Skip to contents

Assigns broad labels to individual cells using aggregated log-normalised expression across small curated marker sets for each broad category.

Usage

annotate_broad_cells(
  sce,
  marker_config_key = "marker_config",
  label_col = "broad_enrichment",
  assay_name = "logcounts",
  aggregate_fun = c("sum", "mean", "median"),
  other_label = "other"
)

Arguments

sce

A SingleCellExperiment containing a logcounts assay.

marker_config_key

Character. Metadata entry containing a named list of validated marker definitions. Defaults to "marker_config".

label_col

Character scalar. Name of the output column to create in colData(sce). Defaults to "broad_enrichment".

assay_name

Character scalar. Assay to use for expression values. Defaults to "logcounts".

aggregate_fun

Character scalar specifying how marker expression should be aggregated within each category. One of "sum", "mean", or "median". Defaults to "sum".

other_label

Character scalar. Label assigned when no category passes. Defaults to "other".

Value

The input SingleCellExperiment with:

colData(sce)[[label_col]]

A factor of per-cell broad labels, with other_label as the last level.

metadata(sce)$broad_cell_enrichment

A list containing the per-cell category score matrix, logical pass matrix, and assignment parameters.

Details

For each category, expression is aggregated across that category's marker genes using one of "sum", "mean", or "median". A category is considered to pass for a cell if the aggregated expression exceeds the category-specific expr_threshold. If no categories pass, the cell is labelled as other_label. If more than one category passes, the tie is resolved using the user-supplied priority, with lower numeric values treated as higher priority.

This function assumes that broad_config has already been validated in upstream preprocessing, including checks that all broad markers are present, marker sets do not overlap, and priorities are unique.

__RECORDS SHOWN__:
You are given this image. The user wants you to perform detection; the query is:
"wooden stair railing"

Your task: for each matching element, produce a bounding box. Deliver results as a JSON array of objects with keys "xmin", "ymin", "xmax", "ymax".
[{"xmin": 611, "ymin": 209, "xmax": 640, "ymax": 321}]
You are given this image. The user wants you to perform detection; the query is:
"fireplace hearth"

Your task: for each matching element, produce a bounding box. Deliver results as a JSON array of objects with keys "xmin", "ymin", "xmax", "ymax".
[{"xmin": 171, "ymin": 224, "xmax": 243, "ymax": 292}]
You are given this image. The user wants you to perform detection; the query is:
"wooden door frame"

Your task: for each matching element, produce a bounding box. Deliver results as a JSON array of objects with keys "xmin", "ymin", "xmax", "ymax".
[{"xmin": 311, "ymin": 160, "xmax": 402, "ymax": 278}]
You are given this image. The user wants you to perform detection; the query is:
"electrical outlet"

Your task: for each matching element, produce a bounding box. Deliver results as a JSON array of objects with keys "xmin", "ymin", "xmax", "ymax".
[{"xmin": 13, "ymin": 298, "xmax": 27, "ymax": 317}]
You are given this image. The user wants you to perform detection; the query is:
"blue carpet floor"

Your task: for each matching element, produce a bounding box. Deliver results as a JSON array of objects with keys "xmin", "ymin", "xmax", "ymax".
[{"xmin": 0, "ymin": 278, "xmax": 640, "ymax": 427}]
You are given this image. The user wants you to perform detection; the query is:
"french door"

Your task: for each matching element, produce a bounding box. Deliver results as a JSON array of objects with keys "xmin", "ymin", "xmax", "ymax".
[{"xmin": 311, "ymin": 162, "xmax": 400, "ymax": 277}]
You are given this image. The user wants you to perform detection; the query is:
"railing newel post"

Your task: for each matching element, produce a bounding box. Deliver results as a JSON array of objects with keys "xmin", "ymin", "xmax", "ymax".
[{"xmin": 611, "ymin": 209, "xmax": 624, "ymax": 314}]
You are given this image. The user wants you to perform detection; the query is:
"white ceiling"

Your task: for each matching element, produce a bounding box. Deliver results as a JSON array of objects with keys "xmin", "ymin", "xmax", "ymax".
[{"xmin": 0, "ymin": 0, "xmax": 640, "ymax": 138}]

__EXERCISE AIM__:
Answer from the annotate_broad_cells page:
(a) What is the default method for aggregating marker expression?
(b) What label does a cell get when no category passes, by default?
(c) When more than one category passes, which priority values count as higher priority?
The lines above play no part in this exercise.

__OUTPUT FOR THIS EXERCISE__:
(a) "sum"
(b) "other"
(c) Lower numeric values